Please pull every line of text from the records below without changing a word, and leave the pictures out.

════════════════

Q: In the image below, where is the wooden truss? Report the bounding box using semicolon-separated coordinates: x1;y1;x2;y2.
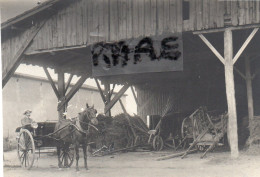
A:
197;26;259;158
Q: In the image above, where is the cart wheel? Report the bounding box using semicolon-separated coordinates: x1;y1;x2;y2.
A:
134;136;141;146
197;145;206;152
17;129;35;170
153;135;163;151
60;146;74;168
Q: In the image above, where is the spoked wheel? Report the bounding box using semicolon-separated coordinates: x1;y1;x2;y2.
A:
153;135;163;151
60;146;74;168
17;129;35;170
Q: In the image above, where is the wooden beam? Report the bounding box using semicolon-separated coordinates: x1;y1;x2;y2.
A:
193;24;260;34
105;83;129;113
110;84;116;99
199;34;225;64
58;71;65;120
2;21;45;88
95;78;107;104
245;57;254;130
104;82;111;117
43;66;60;99
252;70;260;79
131;86;139;106
224;28;239;158
119;99;136;137
65;74;74;93
233;28;259;64
58;75;88;110
234;66;246;80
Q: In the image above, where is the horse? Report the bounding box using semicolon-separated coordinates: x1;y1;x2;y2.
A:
54;104;98;171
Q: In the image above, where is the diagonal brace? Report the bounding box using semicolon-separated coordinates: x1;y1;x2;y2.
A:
233;28;259;64
58;75;88;110
43;66;60;99
105;83;129;114
199;34;225;64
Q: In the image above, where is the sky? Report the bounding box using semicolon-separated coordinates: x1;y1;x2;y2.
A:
0;0;137;114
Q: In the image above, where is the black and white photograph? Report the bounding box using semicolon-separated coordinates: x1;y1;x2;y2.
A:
0;0;260;177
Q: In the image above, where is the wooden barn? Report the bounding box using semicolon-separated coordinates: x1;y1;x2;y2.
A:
1;0;260;157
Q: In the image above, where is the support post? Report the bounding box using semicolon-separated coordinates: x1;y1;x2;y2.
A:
245;57;254;130
224;28;239;158
58;71;67;120
104;82;111;117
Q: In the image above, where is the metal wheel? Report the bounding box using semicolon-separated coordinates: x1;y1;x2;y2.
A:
153;135;163;151
17;129;35;170
60;146;74;168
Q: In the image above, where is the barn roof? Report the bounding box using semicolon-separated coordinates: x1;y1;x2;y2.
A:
1;0;61;29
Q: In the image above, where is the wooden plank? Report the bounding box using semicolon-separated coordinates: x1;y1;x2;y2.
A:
196;0;203;30
98;0;107;41
95;78;107;104
118;0;127;40
245;56;254;130
2;21;45;88
163;0;170;32
131;86;140;107
144;0;152;36
110;0;118;41
126;0;133;39
234;66;246;80
224;28;239;158
199;34;225;64
58;75;88;110
138;0;145;36
65;74;74;93
76;0;84;45
169;0;177;33
87;0;94;44
231;1;238;26
150;0;158;35
81;0;88;44
157;0;165;35
43;67;60;99
90;0;100;44
105;84;129;113
233;28;259;64
132;0;139;38
177;0;183;32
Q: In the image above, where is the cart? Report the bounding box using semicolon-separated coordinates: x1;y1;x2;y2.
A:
181;107;228;158
16;121;74;169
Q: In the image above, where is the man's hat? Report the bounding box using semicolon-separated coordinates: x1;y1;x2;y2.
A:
23;110;32;115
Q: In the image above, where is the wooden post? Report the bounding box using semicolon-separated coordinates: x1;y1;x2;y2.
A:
245;57;254;130
58;71;67;120
104;82;111;117
224;28;239;158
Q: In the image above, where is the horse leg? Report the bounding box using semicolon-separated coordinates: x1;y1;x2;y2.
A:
75;143;79;171
82;144;88;170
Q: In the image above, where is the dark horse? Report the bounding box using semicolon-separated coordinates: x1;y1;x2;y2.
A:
55;104;98;171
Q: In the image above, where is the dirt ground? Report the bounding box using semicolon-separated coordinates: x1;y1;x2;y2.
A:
4;151;260;177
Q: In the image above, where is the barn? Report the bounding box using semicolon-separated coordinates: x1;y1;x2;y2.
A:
1;0;260;157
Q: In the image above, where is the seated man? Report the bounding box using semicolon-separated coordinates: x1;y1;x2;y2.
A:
21;110;34;126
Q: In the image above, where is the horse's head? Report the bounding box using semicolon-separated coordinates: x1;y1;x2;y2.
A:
79;104;98;125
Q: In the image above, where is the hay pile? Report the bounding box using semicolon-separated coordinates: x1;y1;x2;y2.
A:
91;114;148;150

════════════════

FULL OUTPUT:
Q: In the image below, where is the wooden truss? Report the bounding box using semicolon-separated coordinates: x1;y1;x2;y2.
A:
197;26;259;158
Q: In the image above, where is the cart wheel? Report the bounding box using semicolon-separated coordinates: x1;y1;x2;y2.
A:
134;136;141;146
197;145;206;152
17;129;35;170
153;135;163;151
60;146;74;168
Q: In the image above, where is the spoked wheel? Report the bounding box using semicolon-separated coordinates: x1;y1;x2;y2.
A:
153;135;163;151
60;146;74;168
17;129;35;170
Q: In the image above, where is the wooden beam? Report the bounding box using semicolon-separated coordinates: x1;y1;x2;y2.
A:
193;24;260;34
105;83;129;113
110;84;116;99
199;34;225;64
58;71;65;120
2;21;45;88
95;78;107;104
245;57;254;130
104;82;111;117
43;66;60;99
252;70;260;79
131;86;139;106
224;28;239;158
119;99;136;137
65;74;74;93
233;28;259;64
58;75;88;110
234;66;246;80
Q: In the image above, where is the horse? Report the bounding box using semicolon-separated coordinates: x1;y1;x2;y2.
A:
54;104;98;171
Q: In the image above, where is the diagonal brace? Report the bounding box using semicolon-separated coordinates: x1;y1;x2;y2.
A:
233;28;259;64
58;75;88;110
43;66;60;99
105;83;129;114
199;34;225;64
Q: In the image above, where is the sky? Report the bounding box using semicolon-separated coordinates: x1;y1;x2;y2.
A:
0;0;137;114
Q: In the image above, where is the black and white photograph? Report the bounding box using semicolon-separated coordinates: x1;y1;x2;y2.
A:
0;0;260;177
Q: In the image above, where is the wooden barn? Report the bounding box using semicolon-separated coordinates: x1;y1;x2;y2.
A:
1;0;260;157
Q: In the image above, where is the support post? Report the bounding box using semicolon-separated coordinates: x1;y1;x2;y2.
A:
245;57;254;130
224;28;239;158
58;71;67;120
104;82;111;117
Q: In the image above, where is the metal wheel? Report the bounding box using semicolon-separated coordinates: x1;y1;x2;y2.
A:
153;135;163;151
17;129;35;170
60;146;74;168
Q: In the image above, where is the barn roof? Report the bounding box using semicolon-separated coordinates: x1;y1;x2;y2.
A:
1;0;61;29
Q: In the image above, where is the wooden plank? Report the bounding box using semicolon-separated coordinates: x1;y1;x2;y2.
A:
196;0;203;30
98;0;107;41
95;78;107;104
118;0;127;40
245;56;254;130
2;21;45;88
163;0;170;32
131;86;140;107
144;0;152;36
110;0;118;41
126;0;133;39
234;66;246;80
224;28;239;158
199;34;225;64
58;75;88;110
138;0;145;36
65;74;74;93
76;0;84;45
169;0;177;33
87;0;94;44
231;1;238;26
150;0;158;35
81;0;88;44
157;0;165;35
43;67;60;99
90;0;100;44
105;84;129;113
233;28;259;64
132;0;139;38
177;0;183;32
Q: In the image above, where is the cart? Report the bounding box using semicolon-separated coordinates: x1;y1;x2;y2.
A:
181;107;228;158
16;121;74;169
Q: In the image above, where is the man's hat? Report the bounding box using semicolon-separated coordinates: x1;y1;x2;y2.
A:
23;110;32;115
Q: In the image above, where is the wooden post? Report the bounding box using semicolon-separated coordinates: x1;y1;x2;y2.
A:
245;57;254;130
58;71;67;120
104;82;111;117
224;28;239;158
Q: In the image above, where is the horse leg? Report the bounding box using semicolon-separated coordinates: x1;y1;x2;y2.
A:
75;143;79;171
82;144;88;170
Q: In the image above, where is the dark horse? Report the bounding box using semicolon-separated coordinates: x1;y1;x2;y2.
A:
55;104;98;171
Q: In the image above, where is the dirt ground? Report the bounding box using semicolon-separated coordinates: x1;y1;x2;y2.
A:
4;151;260;177
Q: In the image above, where is the barn? Report the bounding box using semicolon-separated coordinates: x1;y1;x2;y2.
A:
1;0;260;157
Q: In the image above, where is the seated man? Report the bounding box using semicolon-separated coordinates: x1;y1;x2;y2.
A:
21;110;34;126
Q: In the image above, where is the horse's head? Report the bounding box using semicolon-separated coordinates: x1;y1;x2;y2.
A:
79;104;98;125
Q: In the image above, where is the hay pile? Report the bounding box using semicolon-separated coordinates: x1;y1;x2;y2.
A:
91;114;148;150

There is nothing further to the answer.